• Text:
========================

Females and youth are currently underrepresented in many parliaments, including Japan, which has one of the lowest numbers of female parliamentary members and a high average age of cabinet members. The authors hope that their results can help motivate countries to increase diversity in their legislatures and potentially achieve better SDG performance.
The researchers also examined the performance of countries on different types of SDGs. “An interesting finding is that when we separate the environmental goals from socio-economic goals, we find that female and young parliamentarians do not have the same effect on achieving these two different types of SDG goals. For example, a greater percentage of female parliamentarians positively affects the performance of socio-economic goals, but doesn’t affect the performance of environmental SDGs,” Dr. Langlet explained.
“This means that there is a divide or trade-off between socio-economic SDGs and environmental SDGs, especially in developed countries that tend to have very high scores on social and economic goals, but lower scores for environmental goals,” Ms. Amanuma said. “It’s a big global challenge and it’s why countries need to turn trade-offs between these two into synergies.”
The researchers point out that if trade-off challenges are not properly resolved, increasing females and youth in parliaments will not necessarily mean that we can achieve the SDGs. Furthermore, as the 2030 deadline for achieving the SDGs approaches, we urgently need a more balanced approach to reach them, or even one in which environmental related SDGs such as those associated with climate change, biodiversity, and sustainable consumption and production, are prioritized. “Our study shows the limit to the current approach to sustainable development, where countries can cherry pick what to work on and what not to work on,” Ms. Amanuma stated.
Further studies can explain why nations with a higher proportion of young and female legislators are more successful in achieving SDGS and explore how the increased presence of these demographics in local governments can impact sustainable development. Such research could reveal similar trends across different regions and promote stronger links between socio-economic and environmental objectives.

========================

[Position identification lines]
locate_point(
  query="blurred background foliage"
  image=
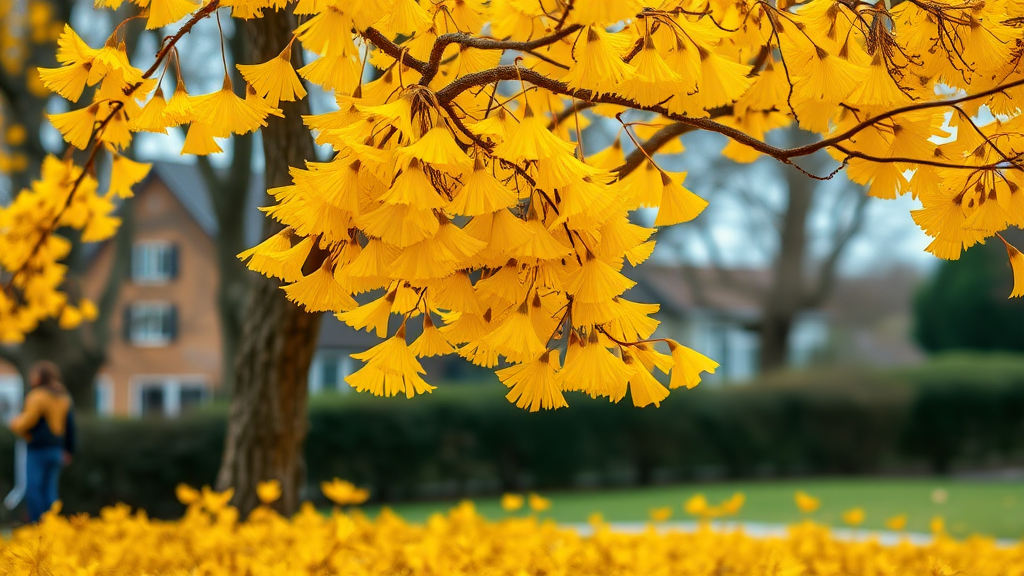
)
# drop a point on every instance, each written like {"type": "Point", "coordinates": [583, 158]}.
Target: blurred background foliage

========================

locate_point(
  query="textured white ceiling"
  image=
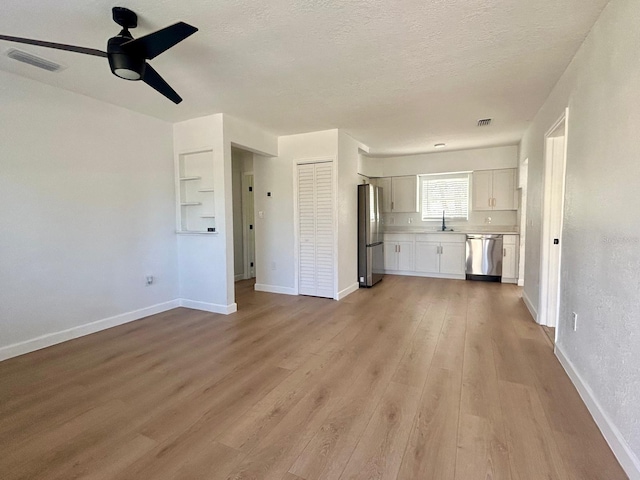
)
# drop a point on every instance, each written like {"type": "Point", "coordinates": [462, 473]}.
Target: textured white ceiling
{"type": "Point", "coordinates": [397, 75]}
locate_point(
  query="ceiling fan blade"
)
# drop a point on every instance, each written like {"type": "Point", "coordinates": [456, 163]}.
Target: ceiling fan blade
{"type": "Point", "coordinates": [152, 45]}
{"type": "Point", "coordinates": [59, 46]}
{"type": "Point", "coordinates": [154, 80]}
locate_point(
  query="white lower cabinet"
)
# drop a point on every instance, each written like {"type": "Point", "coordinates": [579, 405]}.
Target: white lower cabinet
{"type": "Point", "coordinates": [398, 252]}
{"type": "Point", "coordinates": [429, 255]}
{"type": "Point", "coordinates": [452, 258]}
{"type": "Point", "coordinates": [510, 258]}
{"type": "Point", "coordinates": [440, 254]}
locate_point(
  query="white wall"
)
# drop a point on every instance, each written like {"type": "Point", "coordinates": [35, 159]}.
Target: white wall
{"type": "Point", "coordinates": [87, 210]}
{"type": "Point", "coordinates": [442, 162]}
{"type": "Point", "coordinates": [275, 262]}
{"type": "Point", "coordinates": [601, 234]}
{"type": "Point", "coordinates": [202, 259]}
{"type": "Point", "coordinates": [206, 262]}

========================

From the text on female and young lawmakers, print the part starting at the words "Further studies can" and ending after "and environmental objectives.".

• Result:
Further studies can explain why nations with a higher proportion of young and female legislators are more successful in achieving SDGS and explore how the increased presence of these demographics in local governments can impact sustainable development. Such research could reveal similar trends across different regions and promote stronger links between socio-economic and environmental objectives.